## EXERCISE TEXT
Trying to make sense of lab results (or, what I do for fun)

Thinking about my various lab results (bloodwork done every chemo day), I was wondering if there were patterns between Week 1 and Week 2 that I wasn’t seeing, or patterns that would explain the bouncing of my red blood cell count.  It didn’t seem predictable at all, though I would have predicted something like: best on Week 1 (after 2 weeks without chemo) and worse on Week 2 (only 1 week after a dose of chemo).  But then blood cells have their own life cycle.  So I wanted to see if anything made sense.  AND our mathematician friends were visiting.  The result: some amusing geeking out in Excel and then Google Charts at the dining table, and this:


WBC=white blood cell count, RBC=red blood cell count, HGB=hemoglobin, AST & ALT are liver enzymes.  Values for Week 1 and Week 2 of the chemo cycle are shown in matching pairs of colors–bright and lighter.  (Values were normalized so they would all show nicely on the same graph.)  Pretty, huh?  Next it would be fun to graph them all in relation to their normal values, somehow.

Another EXCITING lunch picture!

So this is the kind of thing I try to eat for lunch and dinner these days: spinach salad, black bean soup, sauteed squash, sauteed mushrooms, and roasted new potatoes with homemade ají (Ecuador-style hot sauce).  Glass of water not pictured.  Of course I did snack on some whole-wheat crackers earlier in the day…


Tomorrow I start a new chemo cycle (I believe it’s cycle 13).

“When will you be done with chemo?”

People have been asking: “How many rounds of chemo do you have to do?” or “When will you be done with chemo?”  There is no solid answer to that question because we don’t know what is going to happen.  But here is my understanding of how it sometimes goes:

  • The standard strategy is to use a chemotherapy as long as it works to either hold the cancer in check or reduce it.
  • The standard understanding of chemotherapy in metastatic disease is that eventually, the cancer becomes resistant to any chemotherapy, so it eventually stops working.  Basically the cancer cells figure out a way around the specific mechanism of damage that the specific chemotherapy creates–different chemo drugs have different methods of action.
  • Sometimes people quit a chemotherapy that is still working because the side effects get too bad.
  • If (or when eventually) a chemotherapy and it is not working (the disease progresses, shown in follow-up scans or tests), then you try a different one.

## LISTED RECORDS
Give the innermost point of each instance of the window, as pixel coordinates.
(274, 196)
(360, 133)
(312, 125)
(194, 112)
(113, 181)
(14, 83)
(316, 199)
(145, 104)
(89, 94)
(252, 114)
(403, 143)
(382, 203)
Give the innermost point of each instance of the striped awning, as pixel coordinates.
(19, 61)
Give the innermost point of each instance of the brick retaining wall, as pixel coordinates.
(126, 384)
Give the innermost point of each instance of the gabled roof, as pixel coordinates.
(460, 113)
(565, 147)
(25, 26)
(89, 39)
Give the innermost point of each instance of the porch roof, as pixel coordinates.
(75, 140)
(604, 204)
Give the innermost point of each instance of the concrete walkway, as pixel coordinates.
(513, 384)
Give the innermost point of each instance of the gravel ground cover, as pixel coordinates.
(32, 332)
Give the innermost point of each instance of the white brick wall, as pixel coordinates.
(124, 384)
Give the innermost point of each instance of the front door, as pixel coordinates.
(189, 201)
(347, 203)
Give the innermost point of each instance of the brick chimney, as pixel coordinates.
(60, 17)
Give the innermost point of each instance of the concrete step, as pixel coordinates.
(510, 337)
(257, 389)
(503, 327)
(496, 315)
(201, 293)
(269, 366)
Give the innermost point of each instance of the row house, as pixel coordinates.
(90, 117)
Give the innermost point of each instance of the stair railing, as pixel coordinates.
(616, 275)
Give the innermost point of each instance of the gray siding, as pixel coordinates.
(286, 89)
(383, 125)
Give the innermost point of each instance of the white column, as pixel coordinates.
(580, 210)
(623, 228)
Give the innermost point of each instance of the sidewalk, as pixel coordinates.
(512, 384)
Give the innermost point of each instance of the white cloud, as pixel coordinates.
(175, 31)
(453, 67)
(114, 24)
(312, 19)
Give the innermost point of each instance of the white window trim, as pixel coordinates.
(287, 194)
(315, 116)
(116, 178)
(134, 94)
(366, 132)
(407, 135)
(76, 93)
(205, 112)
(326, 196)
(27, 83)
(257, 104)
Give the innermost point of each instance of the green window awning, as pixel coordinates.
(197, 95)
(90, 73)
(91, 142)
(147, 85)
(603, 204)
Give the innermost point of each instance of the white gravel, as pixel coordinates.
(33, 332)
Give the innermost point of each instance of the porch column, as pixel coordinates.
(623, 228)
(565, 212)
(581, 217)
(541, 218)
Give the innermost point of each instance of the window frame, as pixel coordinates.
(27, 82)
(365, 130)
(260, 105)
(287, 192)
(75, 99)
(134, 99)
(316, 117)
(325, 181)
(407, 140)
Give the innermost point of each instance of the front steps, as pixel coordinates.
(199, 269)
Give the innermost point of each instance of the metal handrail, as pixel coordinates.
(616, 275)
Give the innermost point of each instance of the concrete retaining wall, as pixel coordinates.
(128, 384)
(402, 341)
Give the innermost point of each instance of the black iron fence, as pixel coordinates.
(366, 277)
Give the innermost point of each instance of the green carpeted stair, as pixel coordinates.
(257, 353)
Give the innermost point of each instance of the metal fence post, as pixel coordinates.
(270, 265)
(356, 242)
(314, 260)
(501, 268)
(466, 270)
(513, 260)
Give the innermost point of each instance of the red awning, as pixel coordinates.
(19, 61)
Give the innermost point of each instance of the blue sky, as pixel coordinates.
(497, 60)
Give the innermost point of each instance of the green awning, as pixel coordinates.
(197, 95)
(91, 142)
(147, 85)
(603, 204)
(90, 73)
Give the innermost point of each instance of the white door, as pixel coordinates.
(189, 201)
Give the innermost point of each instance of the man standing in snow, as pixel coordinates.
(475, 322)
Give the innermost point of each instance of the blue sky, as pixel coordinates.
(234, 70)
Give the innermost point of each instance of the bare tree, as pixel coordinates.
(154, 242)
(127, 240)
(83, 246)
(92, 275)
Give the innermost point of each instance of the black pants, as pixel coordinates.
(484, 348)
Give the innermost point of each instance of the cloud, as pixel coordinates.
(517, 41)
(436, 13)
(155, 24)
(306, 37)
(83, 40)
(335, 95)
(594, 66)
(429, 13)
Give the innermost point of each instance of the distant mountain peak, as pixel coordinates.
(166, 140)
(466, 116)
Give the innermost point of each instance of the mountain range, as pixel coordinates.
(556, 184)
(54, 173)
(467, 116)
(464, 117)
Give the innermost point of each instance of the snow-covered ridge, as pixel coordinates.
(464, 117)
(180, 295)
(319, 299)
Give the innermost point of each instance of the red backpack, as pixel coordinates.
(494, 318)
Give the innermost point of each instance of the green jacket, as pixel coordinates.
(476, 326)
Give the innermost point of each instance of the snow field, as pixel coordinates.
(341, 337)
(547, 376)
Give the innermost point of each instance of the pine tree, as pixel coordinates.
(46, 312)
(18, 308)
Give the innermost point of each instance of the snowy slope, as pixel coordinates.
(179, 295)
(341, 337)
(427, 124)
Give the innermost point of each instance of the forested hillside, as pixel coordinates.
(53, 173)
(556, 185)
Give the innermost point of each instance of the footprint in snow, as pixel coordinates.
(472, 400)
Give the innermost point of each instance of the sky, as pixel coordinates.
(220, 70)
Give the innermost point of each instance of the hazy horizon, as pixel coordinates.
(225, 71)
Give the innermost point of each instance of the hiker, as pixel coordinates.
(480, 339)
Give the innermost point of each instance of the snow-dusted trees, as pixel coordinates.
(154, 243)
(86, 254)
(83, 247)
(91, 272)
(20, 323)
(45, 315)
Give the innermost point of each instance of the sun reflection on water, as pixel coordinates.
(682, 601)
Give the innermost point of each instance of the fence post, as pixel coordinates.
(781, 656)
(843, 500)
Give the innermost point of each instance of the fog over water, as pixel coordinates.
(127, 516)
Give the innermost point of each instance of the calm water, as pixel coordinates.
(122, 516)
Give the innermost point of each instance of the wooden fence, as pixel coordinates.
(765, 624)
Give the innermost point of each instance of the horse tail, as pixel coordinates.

## REQUIRED WORK
[A] Can you restate word for word the part of the chemo post starting at "People have been" and ending at "or reduce it."?
[B] In the chemo post, what is the standard strategy for using a chemotherapy?
The material is separate from the chemo post.

## ANSWER SECTION
[A]
People have been asking: “How many rounds of chemo do you have to do?” or “When will you be done with chemo?”  There is no solid answer to that question because we don’t know what is going to happen.  But here is my understanding of how it sometimes goes:

  • The standard strategy is to use a chemotherapy as long as it works to either hold the cancer in check or reduce it.

[B] To use it as long as it works to either hold the cancer in check or reduce it.